PROBLEM TO WORK ON:
Print, in exact form, the lines below from the one containing "of the military" through the one containing "the soldier's ear", and omit all others.

MATERIAL FOR THE TASK:
--

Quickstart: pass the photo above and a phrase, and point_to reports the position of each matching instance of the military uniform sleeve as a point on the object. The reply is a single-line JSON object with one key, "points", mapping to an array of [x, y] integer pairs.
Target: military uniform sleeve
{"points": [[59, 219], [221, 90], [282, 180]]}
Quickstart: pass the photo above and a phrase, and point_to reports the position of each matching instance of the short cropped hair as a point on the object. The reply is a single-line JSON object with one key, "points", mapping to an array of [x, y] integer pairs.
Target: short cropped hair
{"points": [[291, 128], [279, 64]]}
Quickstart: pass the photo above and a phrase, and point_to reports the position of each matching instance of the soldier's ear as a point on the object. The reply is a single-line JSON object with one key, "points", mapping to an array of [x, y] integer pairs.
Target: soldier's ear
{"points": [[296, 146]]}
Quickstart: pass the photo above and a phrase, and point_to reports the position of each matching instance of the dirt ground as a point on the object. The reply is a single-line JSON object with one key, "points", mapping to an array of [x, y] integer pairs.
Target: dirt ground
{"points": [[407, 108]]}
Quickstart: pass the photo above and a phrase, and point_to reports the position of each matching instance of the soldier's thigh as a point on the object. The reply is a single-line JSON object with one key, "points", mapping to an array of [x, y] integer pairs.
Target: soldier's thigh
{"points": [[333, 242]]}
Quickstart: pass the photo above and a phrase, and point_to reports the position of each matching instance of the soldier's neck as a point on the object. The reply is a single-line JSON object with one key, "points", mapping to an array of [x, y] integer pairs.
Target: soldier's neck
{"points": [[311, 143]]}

--

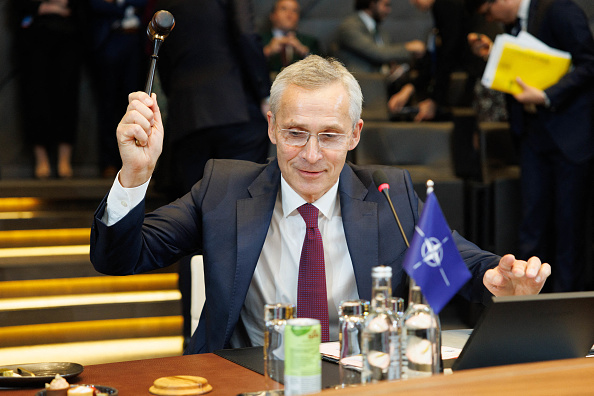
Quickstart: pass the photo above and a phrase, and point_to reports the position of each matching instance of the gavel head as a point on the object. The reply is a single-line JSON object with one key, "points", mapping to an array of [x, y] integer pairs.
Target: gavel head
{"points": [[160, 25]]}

--

ANSWER SECTION:
Quickstart: pass the photo above and a phrase, and point_to reports the position of each matching instance of the military uniform sleeve as a point on the object. The reply is a single-line JSON object with one key, "points", mapping to an array of [x, y] integer pairs.
Target: military uniform sleeve
{"points": [[59, 219], [221, 90], [282, 180]]}
Quickstart: pass the photo above and a phrase, and point_to reports the position of each matching instance of the short cropped hair as a point on the object. The reply is a single-line JSON object with one key, "points", mapping to an array of [x, y] integer pairs.
Target: short cropped hair
{"points": [[291, 128], [279, 64]]}
Quickstart: pass the photo above and a phrase, and point_to reports the position of each matching instance of the soldier's ear as a point on the object. The reply is a single-line JSON object with one key, "points", mapping to an array of [x, y] integer pairs.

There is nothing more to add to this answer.